EXERCÍCIOS:
**a)** Copie do trecho da decisão a parte que vai de "Subiram a esta" a "objeto de devolução.".
**b)** Responda com base no trecho da decisão:
(i) Em que sentido foi o parecer do Ministério Público Federal?
(ii) Quem é o apelante?
(iii) Segundo a citação, o que a ordem social visará?
**c)** Diga se cada afirmação está de acordo com o trecho da decisão e cite as palavras que decidem:
(i) A parte autora apresentou contrarrazões.
(ii) A dignidade da pessoa humana é apontada como fundamento da República no art. 5º da Constituição Federal.
(iii) O recurso foi considerado fora do prazo.

TRECHO SELECIONADO:
No caso de manutenção da r. sentença, requer a alteração do critério de fixação da correção
monetária.
Com contrarrazões da parte autora.
Subiram a esta instância.
Parecer do Ministério Público Federal (id 216580160) no sentido do desprovimento do apelo.
É o sucinto relato.
vn
PODER JUDICIÁRIOTribunal Regional Federal da 3ª Região9ª Turma
APELAÇÃO CÍVEL (198) Nº5171895-60.2021.4.03.9999
RELATOR:Gab. 33 - DES. FED. GILBERTO JORDAN
APELANTE: INSTITUTO NACIONAL DO SEGURO SOCIAL - INSS
APELADO: SABRINA RIOS DE OLIVEIRA ROELA
Advogado do(a) APELADO: NOEMI COSTA PEREIRA LEITE - SP384499-N
V O T O
Inicialmente, tempestivo o recurso e respeitados os demais pressupostos de admissibilidade
recursais, passo ao exame da matéria objeto de devolução.
BENEFÍCIO ASSISTENCIAL
A República Federativa do Brasil, conforme disposto no art. 1º, III, da Constituição Federal, tem
como um de seus fundamentos a dignidade da pessoa humana que, segundo José Afonso da
Silva, consiste em:
"um valor supremo que atrai o conteúdo de todos os direitos fundamentais do homem, desde o
direito à vida. 'Concebido como referência constitucional unificadora de todos os direitos
fundamentais [observam Gomes Canotilho e Vital Moreira], o conceito de dignidade da pessoa
humana obriga a uma densificação valorativa que tenha em conta o seu amplo sentido
normativo-constitucional e não uma qualquer idéia apriorística do homem, não podendo reduzir-
se o sentido da dignidade humana à defesa dos direitos pessoais tradicionais, esquecendo-a
nos casos de direitos sociais, ou invocá-la para construir teoria do núcleo da personalidade
individual, ignorando-a quando se trate de garantir as bases da existência humana. Daí decorre
que a ordem econômica há de ter por fim assegurar a todos existência digna (art. 170), a ordem
social visará a realização da justiça social (art. 193), a educação, o desenvolvimento da pessoa
e seu preparo para o exercício da cidadania (art. 205) etc., não como meros enunciados
formais, mas como indicadores do conteúdo normativo eficaz da dignidade da pessoa
humana.'"

ITENS GUARDADOS:
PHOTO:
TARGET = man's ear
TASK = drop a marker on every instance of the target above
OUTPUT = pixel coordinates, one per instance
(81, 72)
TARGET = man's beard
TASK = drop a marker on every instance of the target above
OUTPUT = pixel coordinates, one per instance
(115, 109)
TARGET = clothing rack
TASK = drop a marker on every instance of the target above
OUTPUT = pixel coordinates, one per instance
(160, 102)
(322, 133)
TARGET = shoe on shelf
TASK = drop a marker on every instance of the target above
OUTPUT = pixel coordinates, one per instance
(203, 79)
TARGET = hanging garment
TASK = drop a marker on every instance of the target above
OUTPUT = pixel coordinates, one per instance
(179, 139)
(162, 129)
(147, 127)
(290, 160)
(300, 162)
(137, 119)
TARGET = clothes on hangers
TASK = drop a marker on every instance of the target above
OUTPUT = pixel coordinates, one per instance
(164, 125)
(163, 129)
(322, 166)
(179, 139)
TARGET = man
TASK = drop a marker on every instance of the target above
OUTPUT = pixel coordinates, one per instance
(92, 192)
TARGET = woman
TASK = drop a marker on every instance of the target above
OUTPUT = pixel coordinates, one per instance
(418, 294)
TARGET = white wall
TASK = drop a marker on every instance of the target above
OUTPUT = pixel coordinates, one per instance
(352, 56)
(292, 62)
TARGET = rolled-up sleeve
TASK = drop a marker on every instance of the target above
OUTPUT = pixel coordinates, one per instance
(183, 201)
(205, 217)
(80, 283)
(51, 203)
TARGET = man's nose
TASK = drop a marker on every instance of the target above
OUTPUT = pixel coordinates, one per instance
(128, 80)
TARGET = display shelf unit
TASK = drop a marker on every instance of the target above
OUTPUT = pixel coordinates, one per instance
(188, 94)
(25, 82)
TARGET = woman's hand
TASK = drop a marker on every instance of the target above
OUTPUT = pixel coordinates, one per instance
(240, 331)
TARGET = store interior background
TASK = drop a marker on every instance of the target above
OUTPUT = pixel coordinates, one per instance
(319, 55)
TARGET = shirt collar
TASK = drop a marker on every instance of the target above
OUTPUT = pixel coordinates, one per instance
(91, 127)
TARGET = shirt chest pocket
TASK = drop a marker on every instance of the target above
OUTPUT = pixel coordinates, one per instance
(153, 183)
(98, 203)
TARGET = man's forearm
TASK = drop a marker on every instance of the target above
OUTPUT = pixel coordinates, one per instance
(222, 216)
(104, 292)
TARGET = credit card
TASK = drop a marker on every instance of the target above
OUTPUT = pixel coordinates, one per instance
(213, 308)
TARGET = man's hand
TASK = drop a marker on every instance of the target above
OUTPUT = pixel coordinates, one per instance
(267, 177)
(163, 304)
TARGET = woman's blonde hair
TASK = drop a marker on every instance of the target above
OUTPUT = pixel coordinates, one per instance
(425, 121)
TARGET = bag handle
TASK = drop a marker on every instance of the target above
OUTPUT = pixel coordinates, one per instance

AS RESPOSTAS:
**a)**
Subiram a esta instância.
Parecer do Ministério Público Federal (id 216580160) no sentido do desprovimento do apelo.
É o sucinto relato.
vn
PODER JUDICIÁRIOTribunal Regional Federal da 3ª Região9ª Turma
APELAÇÃO CÍVEL (198) Nº5171895-60.2021.4.03.9999
RELATOR:Gab. 33 - DES. FED. GILBERTO JORDAN
APELANTE: INSTITUTO NACIONAL DO SEGURO SOCIAL - INSS
APELADO: SABRINA RIOS DE OLIVEIRA ROELA
Advogado do(a) APELADO: NOEMI COSTA PEREIRA LEITE - SP384499-N
V O T O
Inicialmente, tempestivo o recurso e respeitados os demais pressupostos de admissibilidade
recursais, passo ao exame da matéria objeto de devolução.

**b)**
(i) No sentido do desprovimento do apelo.
(ii) O Instituto Nacional do Seguro Social - INSS.
(iii) A realização da justiça social (art. 193).

**c)**
(i) Sim: "Com contrarrazões da parte autora."
(ii) Não: "conforme disposto no art. 1º, III, da Constituição Federal"
(iii) Não: "Inicialmente, tempestivo o recurso"